(Beginning of Provided information)

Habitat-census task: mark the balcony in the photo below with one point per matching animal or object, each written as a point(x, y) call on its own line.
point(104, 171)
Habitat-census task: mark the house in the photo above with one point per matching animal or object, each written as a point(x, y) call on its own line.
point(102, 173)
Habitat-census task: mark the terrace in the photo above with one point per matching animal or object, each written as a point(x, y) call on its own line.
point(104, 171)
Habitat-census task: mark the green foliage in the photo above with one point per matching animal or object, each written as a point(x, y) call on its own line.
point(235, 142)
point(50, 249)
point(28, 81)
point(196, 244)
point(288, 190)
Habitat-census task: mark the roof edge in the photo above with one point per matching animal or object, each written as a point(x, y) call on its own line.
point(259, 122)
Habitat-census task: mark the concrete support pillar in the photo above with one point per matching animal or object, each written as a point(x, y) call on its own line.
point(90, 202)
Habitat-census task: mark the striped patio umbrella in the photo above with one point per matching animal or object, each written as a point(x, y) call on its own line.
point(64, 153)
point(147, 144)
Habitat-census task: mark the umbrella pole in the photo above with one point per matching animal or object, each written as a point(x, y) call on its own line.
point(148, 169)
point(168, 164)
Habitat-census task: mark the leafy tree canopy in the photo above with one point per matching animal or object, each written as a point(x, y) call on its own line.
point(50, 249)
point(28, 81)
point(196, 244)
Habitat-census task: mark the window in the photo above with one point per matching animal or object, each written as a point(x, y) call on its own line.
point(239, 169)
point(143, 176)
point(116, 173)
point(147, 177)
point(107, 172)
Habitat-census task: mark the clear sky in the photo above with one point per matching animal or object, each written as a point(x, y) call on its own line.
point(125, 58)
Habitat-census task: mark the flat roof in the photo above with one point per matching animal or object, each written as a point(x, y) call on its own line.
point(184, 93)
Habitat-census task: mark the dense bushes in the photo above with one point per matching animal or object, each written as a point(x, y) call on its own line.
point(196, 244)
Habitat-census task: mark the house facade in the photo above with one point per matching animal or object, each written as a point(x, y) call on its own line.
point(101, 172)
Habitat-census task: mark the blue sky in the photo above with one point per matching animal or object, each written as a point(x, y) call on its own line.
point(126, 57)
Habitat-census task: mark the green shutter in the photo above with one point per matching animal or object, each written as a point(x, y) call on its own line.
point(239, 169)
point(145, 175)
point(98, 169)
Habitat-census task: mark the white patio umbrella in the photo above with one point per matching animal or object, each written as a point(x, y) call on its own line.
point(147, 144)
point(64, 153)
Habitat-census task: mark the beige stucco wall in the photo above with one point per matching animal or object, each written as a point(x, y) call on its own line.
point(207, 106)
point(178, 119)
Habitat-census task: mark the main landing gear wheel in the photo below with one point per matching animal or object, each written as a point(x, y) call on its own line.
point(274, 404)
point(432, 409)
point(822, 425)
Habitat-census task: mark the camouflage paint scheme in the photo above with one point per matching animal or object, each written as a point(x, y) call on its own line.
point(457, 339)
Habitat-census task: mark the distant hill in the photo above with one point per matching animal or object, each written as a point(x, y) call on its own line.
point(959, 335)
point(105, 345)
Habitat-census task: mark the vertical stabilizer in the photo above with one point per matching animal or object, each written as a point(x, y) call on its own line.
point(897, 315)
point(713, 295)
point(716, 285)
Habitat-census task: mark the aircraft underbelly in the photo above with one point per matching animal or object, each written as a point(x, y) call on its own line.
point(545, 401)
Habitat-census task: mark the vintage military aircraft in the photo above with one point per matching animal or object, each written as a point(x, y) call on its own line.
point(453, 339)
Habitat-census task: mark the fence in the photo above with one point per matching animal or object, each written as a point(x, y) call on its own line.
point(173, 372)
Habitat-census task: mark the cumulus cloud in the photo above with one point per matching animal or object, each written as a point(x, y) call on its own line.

(End of Provided information)

What is being asked: Transcribe the records above exactly, but only from the line that contains "Habitat-census task: mark the fence" through their final line, inclusive.

Output of the task:
Habitat-census task: mark the fence in the photo above with one point per matching animal or object, each written as a point(x, y) call on its own line.
point(173, 372)
Habitat-census task: mark the cumulus cloud in the photo above with one point per matching animal or object, each written as a point(x, y) call on its own line.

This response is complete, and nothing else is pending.